#### Provided data ####

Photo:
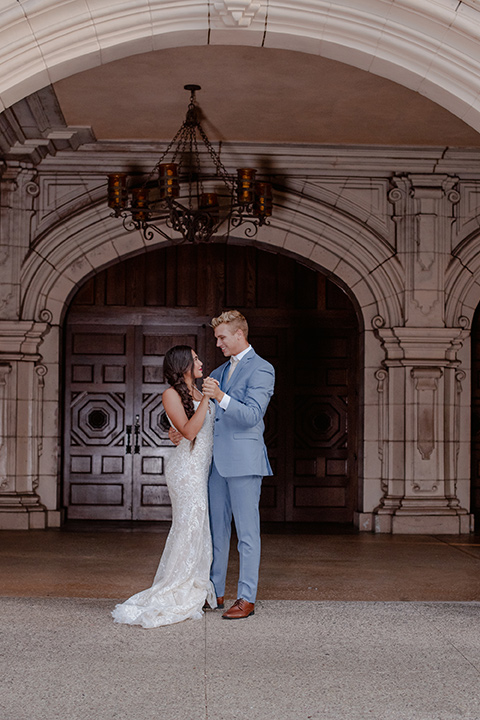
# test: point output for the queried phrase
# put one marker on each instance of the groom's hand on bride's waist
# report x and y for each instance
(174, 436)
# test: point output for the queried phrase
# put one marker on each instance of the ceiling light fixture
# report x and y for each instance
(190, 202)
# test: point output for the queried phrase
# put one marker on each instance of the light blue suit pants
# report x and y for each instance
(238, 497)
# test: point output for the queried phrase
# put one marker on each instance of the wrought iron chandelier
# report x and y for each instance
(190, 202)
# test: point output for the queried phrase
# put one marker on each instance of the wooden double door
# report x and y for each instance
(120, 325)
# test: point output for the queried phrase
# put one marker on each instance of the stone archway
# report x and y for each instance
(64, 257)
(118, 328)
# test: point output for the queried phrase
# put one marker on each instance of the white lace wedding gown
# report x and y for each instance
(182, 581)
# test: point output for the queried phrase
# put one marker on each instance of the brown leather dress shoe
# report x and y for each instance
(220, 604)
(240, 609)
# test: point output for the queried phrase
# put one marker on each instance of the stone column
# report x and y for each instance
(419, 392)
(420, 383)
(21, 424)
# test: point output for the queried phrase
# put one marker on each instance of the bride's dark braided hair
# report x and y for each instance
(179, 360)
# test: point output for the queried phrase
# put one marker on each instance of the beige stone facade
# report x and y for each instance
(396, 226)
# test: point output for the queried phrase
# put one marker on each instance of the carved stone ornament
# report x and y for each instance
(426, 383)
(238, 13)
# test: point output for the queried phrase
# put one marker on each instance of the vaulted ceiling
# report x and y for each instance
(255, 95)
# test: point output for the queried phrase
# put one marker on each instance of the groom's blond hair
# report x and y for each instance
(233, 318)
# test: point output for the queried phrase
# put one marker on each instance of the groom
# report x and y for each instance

####
#### Provided data ####

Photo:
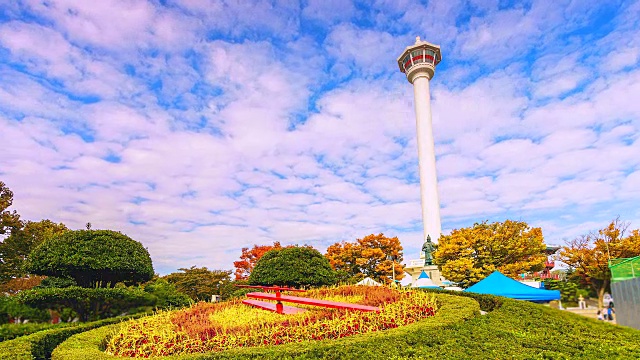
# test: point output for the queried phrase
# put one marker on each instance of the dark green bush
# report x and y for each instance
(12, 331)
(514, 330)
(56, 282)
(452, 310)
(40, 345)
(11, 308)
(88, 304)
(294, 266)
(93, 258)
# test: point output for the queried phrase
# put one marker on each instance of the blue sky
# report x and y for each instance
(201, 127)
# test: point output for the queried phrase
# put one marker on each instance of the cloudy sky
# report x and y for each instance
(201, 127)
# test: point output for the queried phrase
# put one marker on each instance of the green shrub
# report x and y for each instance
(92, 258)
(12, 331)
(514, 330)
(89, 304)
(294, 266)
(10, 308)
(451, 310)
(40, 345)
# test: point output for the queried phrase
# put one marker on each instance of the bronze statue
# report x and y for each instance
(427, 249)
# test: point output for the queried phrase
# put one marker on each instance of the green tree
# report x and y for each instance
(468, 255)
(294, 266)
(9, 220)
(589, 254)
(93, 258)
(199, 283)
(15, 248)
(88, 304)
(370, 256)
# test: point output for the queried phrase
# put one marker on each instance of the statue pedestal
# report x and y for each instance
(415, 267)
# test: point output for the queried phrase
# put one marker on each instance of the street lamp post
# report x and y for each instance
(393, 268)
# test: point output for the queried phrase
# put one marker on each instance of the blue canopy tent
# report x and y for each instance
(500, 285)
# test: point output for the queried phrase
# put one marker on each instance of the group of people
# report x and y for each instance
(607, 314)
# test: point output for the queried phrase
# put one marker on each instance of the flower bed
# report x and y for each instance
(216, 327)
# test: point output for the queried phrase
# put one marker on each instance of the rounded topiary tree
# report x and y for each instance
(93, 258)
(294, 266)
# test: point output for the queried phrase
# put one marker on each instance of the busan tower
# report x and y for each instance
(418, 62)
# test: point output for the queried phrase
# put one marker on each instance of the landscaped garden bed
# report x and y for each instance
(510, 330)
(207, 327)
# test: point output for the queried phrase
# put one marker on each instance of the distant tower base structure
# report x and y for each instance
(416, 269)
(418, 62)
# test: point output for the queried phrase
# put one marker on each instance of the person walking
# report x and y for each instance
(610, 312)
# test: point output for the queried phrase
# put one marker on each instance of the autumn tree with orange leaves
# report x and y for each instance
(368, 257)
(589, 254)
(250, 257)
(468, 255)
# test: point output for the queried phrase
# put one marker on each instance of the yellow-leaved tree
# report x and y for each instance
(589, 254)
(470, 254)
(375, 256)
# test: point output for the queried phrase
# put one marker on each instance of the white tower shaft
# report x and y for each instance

####

__Aim of the task__:
List each line of the entries above that contains the word "blue". Matching is case-sensitive.

__Result below__:
# put one marker on each instance of the light blue suit pants
# put one marker on each instance of the blue sky
# put one marker on each instance of the blue canopy tent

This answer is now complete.